> [Your goal]: Format the lines from the beginning of the records through the line containing "point(116, 178)" as a numbered list, leaving out any blank lines.

········

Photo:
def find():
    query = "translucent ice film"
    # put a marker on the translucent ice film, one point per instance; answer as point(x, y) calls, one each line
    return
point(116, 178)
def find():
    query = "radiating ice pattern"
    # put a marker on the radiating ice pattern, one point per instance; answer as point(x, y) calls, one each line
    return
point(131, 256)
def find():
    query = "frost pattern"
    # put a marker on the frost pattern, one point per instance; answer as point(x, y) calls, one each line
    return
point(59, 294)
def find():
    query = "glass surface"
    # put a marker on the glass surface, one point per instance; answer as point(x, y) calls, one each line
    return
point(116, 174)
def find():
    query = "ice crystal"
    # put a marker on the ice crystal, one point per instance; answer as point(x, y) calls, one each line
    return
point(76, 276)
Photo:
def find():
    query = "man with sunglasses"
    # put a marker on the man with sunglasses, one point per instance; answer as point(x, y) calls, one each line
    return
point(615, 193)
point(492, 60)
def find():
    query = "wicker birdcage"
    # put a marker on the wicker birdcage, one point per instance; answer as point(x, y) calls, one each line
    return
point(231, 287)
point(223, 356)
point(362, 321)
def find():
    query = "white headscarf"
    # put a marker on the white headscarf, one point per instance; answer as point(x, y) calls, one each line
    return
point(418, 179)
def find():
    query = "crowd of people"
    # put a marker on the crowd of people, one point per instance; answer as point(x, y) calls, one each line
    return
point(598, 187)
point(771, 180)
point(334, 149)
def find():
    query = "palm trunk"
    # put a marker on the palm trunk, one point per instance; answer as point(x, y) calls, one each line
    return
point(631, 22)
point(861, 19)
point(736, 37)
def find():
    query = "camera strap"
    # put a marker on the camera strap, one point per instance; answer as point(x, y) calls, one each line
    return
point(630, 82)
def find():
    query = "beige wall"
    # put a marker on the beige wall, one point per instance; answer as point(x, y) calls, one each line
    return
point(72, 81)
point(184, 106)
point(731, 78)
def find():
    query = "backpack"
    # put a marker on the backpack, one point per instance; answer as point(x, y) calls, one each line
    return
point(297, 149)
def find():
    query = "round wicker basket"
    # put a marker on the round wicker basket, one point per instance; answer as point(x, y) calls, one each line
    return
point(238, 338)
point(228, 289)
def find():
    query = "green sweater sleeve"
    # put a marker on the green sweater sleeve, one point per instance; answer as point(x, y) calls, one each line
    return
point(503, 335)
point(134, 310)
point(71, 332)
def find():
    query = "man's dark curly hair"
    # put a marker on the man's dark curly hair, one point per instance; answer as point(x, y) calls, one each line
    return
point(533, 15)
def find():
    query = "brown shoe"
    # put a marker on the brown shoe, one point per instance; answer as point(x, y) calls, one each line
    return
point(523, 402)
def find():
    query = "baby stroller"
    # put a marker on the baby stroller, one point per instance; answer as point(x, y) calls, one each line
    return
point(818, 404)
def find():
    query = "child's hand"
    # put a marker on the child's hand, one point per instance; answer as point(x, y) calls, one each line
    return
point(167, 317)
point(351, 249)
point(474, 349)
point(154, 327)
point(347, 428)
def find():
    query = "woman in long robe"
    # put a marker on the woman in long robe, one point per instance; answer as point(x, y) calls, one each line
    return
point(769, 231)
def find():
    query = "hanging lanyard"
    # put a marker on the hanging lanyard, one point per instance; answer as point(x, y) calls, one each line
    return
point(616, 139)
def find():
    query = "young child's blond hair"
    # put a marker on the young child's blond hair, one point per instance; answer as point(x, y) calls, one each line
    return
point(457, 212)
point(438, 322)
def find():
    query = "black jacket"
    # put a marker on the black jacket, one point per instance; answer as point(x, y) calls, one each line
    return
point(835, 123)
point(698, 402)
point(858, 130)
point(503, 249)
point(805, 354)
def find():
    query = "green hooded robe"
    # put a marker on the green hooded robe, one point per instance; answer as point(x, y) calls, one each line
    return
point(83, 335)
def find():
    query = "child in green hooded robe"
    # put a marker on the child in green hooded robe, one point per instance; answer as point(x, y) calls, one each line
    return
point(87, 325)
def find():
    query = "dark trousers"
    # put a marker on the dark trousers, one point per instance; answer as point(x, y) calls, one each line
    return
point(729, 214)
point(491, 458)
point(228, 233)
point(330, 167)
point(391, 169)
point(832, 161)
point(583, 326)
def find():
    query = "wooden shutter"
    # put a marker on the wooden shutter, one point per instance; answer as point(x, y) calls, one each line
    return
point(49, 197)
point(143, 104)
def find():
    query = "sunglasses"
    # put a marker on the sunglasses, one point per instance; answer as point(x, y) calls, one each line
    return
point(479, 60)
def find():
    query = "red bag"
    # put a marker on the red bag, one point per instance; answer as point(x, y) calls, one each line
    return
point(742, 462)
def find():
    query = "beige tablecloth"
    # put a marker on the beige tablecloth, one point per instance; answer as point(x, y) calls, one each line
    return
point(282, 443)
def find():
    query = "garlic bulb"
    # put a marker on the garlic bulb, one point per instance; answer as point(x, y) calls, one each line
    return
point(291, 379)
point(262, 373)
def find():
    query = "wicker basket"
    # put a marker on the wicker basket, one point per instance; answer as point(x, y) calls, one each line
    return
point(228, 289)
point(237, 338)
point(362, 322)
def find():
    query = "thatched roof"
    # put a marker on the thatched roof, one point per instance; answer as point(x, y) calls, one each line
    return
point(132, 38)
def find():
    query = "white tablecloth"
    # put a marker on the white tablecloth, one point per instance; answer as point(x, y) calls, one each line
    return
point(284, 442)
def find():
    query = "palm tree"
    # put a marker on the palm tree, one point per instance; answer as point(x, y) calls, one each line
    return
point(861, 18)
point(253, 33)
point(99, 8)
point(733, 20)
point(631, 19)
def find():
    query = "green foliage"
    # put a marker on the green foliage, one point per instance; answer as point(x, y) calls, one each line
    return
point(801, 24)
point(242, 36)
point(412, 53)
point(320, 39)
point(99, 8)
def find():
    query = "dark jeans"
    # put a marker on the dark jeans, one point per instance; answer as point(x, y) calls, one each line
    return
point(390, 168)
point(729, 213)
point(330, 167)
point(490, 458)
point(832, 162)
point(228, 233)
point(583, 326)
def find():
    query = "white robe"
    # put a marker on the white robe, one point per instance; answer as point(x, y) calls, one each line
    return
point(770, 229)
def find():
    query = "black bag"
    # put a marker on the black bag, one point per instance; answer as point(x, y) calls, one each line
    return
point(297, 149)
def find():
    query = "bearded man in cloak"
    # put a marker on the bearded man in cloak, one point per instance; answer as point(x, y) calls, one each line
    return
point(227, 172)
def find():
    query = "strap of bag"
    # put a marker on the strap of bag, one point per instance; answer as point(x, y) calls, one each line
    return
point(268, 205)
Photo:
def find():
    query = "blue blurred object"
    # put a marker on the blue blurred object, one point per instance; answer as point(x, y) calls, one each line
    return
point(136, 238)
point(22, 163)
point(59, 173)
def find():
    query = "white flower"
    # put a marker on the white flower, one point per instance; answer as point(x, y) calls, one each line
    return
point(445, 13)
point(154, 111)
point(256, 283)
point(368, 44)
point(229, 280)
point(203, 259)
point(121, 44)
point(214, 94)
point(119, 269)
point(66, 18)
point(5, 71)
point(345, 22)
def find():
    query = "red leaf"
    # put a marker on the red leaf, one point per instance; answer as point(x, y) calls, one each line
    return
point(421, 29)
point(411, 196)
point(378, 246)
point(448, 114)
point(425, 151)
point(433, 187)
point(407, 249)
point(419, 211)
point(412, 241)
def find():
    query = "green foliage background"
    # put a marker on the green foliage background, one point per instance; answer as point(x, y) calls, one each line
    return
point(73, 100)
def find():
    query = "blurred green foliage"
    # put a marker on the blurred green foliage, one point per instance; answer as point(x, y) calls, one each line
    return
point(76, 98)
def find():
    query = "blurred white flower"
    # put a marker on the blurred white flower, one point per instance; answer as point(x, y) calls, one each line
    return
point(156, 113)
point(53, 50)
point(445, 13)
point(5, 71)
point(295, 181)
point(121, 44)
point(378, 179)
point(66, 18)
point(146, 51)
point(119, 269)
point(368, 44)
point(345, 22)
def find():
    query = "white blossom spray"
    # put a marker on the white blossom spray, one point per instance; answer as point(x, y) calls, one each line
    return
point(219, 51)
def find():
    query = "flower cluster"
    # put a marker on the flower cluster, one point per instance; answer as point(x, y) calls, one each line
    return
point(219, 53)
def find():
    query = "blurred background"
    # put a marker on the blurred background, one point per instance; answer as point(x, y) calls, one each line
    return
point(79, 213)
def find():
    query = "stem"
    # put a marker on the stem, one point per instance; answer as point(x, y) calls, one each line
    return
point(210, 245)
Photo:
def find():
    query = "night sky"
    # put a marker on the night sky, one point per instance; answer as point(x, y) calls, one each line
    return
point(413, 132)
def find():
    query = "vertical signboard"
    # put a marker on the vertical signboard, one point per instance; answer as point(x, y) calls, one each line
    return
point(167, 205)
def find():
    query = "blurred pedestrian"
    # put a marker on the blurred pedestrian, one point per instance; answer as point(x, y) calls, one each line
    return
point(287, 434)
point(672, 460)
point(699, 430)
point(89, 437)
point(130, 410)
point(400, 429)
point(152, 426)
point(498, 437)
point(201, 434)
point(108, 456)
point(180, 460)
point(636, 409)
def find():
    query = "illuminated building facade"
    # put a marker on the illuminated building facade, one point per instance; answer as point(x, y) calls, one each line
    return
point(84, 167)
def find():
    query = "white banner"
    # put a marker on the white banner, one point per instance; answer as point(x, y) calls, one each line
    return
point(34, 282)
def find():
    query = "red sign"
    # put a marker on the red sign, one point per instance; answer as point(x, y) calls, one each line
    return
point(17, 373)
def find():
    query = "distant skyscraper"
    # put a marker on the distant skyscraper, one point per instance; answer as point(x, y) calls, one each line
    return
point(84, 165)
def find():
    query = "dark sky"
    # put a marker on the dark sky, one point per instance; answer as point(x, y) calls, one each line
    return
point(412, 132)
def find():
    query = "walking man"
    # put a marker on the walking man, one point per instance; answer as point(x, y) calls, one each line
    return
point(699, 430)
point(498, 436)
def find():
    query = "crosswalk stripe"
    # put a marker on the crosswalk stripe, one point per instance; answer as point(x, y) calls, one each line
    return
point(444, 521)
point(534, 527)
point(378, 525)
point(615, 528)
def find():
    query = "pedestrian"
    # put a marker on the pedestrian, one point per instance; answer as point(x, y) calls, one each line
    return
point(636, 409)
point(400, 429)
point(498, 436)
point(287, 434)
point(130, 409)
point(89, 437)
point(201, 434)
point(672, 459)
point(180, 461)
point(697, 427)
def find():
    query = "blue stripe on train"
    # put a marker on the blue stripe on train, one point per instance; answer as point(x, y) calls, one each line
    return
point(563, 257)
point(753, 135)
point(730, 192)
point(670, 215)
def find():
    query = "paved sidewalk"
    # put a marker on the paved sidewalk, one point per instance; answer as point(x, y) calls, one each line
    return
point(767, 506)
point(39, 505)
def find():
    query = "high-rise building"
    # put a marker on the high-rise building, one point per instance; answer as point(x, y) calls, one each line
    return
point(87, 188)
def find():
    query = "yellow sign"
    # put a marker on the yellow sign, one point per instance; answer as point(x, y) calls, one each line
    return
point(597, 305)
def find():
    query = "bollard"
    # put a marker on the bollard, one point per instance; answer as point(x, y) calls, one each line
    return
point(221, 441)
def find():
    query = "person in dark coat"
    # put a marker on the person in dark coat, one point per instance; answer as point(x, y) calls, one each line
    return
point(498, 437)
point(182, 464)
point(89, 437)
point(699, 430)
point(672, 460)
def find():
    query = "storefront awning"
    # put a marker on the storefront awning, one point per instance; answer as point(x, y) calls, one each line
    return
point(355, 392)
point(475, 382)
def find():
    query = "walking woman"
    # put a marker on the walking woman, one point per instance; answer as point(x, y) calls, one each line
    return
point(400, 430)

········

> [The reply]:
1. Photo:
2. def find():
3.     query = "translucent ice film"
4.     # put a marker on the translucent ice film, one point per instance; answer as point(x, y) calls, one each line
5.     return
6. point(116, 178)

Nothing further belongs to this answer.